_Opdracht 1_
Geef voor elke bewering aan of ze klopt volgens de passage over Vestia, en citeer de doorslaggevende woorden letterlijk. (a) De treasurymanager krijgt een gevangenisstraf van 30 maanden, waarvan 12 voorwaardelijk. (b) De tussenpersoon kreeg zijn fee betaald door Vestia. (c) De treasurymanager deed de melding bij de autoriteiten.
_Opdracht 2_
Som alle straffen op die het hof volgens de passage over Vestia oplegt, telkens met de veroordeelde erbij.
_Opdracht 3_
In welk jaar meldde de tussenpersoon zich volgens de passage over Vestia bij de autoriteiten?

_Geciteerde passage_
--
5 jaar later: lagere straffen voor omkoping bij woningcorporatie Vestia, korting voor klokkenluiden, overwegingen over lasthebberschap

Het gerechtshof Den Haag veroordeelt twee mannen voor omkoping bij woningcorporatie Vestia. Dit 5 jaar na de uitspraak in eerste aanleg. Een van de mannen was de treasurymanager van de woningcorporatie en maakte – in strijd met de afspraken - gebruik van een tussenpersoon. De tussenpersoon kreeg voor iedere transactie een fee betaald door de bank, waarna hij de helft betaalde aan de treasurymanager. In totaal werd op die manier een bedrag van ongeveer €10 miljoen euro betaald aan de treasurymanager van Vestia. Het hof legt de treasurymanager een gevangenisstraf van 30 maanden op, waarvan 12 maanden voorwaardelijk. De tussenpersoon krijgt een taakstraf van 460 uur en een geheel voorwaardelijke gevangenisstraf van 1 jaar opgelegd.

De tussenpersoon maakte in 2012 melding bij de autoriteiten dat de treasury manager van Vestia door zijn tussenkomst derivatencontracten sloot. Hij meldde ook dat hij telkens de helft van de fee die hij daarvoor ontving aan de treasurymanager doorbetaalde. Naar aanleiding van deze melding werd een strafrechtelijk onderzoek gestart.
--
_Gegevensregels_
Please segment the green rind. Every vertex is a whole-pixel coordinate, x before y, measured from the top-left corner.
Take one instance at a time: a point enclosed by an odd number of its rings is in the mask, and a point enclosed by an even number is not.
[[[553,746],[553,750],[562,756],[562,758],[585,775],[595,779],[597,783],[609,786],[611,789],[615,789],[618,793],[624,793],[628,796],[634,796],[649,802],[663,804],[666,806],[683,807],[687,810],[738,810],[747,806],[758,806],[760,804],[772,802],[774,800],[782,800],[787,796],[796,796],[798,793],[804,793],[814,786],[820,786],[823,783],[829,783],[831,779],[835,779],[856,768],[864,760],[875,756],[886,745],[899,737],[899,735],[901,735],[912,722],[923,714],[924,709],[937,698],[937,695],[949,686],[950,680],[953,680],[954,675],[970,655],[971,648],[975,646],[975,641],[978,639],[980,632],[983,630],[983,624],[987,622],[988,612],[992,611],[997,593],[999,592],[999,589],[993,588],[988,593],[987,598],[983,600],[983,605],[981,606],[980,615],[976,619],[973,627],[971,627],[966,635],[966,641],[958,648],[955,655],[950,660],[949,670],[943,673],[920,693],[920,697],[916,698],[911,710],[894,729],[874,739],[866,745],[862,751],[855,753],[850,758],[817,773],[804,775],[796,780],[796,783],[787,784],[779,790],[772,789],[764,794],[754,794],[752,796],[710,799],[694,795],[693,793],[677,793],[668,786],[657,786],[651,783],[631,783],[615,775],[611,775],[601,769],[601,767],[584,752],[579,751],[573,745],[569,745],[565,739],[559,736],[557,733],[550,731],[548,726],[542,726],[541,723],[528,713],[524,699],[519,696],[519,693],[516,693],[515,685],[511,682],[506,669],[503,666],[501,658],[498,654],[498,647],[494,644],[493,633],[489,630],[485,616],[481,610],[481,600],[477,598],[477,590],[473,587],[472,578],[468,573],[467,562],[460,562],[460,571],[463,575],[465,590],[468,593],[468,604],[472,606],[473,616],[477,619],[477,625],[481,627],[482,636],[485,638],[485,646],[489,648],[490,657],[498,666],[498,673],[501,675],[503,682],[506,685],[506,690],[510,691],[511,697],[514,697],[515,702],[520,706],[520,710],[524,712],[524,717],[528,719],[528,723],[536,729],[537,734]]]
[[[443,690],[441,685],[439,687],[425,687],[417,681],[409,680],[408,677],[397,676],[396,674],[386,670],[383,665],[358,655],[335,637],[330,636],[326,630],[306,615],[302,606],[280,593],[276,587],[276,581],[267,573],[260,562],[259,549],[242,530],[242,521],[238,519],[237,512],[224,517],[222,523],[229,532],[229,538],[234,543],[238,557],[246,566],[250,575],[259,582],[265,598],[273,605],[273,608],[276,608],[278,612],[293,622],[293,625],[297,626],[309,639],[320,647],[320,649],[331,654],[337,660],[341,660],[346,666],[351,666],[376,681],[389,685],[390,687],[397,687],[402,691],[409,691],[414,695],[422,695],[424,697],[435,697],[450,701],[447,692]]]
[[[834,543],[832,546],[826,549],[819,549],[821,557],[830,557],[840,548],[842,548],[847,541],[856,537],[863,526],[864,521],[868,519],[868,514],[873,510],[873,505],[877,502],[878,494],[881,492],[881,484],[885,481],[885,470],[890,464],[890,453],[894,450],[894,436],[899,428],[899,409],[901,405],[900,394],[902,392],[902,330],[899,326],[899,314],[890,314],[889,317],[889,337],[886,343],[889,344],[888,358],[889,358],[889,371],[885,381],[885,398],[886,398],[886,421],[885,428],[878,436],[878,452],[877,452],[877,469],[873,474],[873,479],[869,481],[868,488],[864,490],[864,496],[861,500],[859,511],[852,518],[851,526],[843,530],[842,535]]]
--
_Uitgewerkte oplossing 1_
(a) Ja: "Het hof legt de treasurymanager een gevangenisstraf van 30 maanden op, waarvan 12 maanden voorwaardelijk."
(b) Nee: "De tussenpersoon kreeg voor iedere transactie een fee betaald door de bank"
(c) Nee: "De tussenpersoon maakte in 2012 melding bij de autoriteiten"

_Uitgewerkte oplossing 2_
- Treasurymanager: gevangenisstraf van 30 maanden, waarvan 12 maanden voorwaardelijk
- Tussenpersoon: taakstraf van 460 uur
- Tussenpersoon: geheel voorwaardelijke gevangenisstraf van 1 jaar

_Uitgewerkte oplossing 3_
In 2012.